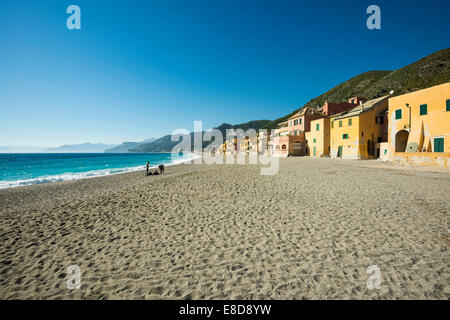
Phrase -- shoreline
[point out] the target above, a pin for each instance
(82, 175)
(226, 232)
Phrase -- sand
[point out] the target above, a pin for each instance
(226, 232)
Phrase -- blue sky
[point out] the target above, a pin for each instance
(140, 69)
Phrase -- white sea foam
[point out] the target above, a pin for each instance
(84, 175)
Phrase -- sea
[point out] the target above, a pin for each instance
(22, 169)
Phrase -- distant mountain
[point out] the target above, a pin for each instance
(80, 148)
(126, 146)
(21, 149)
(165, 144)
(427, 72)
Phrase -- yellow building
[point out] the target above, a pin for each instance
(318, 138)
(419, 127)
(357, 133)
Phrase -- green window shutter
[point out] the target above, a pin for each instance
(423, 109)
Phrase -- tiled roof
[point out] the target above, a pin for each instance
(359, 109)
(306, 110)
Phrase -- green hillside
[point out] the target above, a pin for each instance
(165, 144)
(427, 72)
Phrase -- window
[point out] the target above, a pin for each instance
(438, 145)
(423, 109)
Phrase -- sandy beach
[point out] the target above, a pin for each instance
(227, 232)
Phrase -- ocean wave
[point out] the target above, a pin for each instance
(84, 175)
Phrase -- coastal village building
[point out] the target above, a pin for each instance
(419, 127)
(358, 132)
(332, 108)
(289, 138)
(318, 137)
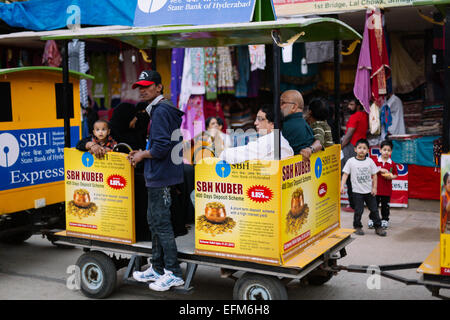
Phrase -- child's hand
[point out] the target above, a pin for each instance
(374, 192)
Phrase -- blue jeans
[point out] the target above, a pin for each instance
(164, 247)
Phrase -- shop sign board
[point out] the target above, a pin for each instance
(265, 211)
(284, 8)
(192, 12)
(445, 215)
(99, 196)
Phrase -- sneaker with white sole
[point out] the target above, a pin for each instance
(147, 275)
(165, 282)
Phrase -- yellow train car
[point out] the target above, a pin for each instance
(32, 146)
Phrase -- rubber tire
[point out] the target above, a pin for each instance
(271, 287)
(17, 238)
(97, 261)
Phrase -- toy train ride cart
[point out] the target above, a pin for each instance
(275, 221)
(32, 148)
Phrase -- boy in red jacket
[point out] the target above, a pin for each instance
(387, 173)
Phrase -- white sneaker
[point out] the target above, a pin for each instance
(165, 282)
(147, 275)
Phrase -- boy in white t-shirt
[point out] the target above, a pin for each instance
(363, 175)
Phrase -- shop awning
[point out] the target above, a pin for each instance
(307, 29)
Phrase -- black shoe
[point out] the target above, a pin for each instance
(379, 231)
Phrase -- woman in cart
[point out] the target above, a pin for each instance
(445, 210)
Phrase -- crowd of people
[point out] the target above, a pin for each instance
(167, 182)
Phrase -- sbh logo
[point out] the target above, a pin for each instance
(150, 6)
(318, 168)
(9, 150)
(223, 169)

++++

YOUR TASK :: Rewrite the stretch from the line containing "Phrase -- boy in white t-shirt" through the end of the entries, changing "shop awning" to "storefront awning" and leaving everything else unchanged.

SOLVED PROBLEM ::
Phrase -- boy in white t-shirt
[point out] the target above, a pin for each instance
(363, 175)
Phrase -- storefront awning
[point out] the target above, a pin for each instance
(307, 29)
Phrase -- black shoe
[point out] the target above, a pin for each instance
(379, 231)
Phrase -- woman in cart
[point out] the target above, a pin for each instance
(445, 210)
Phrase -- crowd of people
[point out] the target above, a pin for each instance
(167, 182)
Phrase -- sbh logo
[point out] the target above, a pin for each instance
(150, 6)
(318, 168)
(9, 150)
(223, 169)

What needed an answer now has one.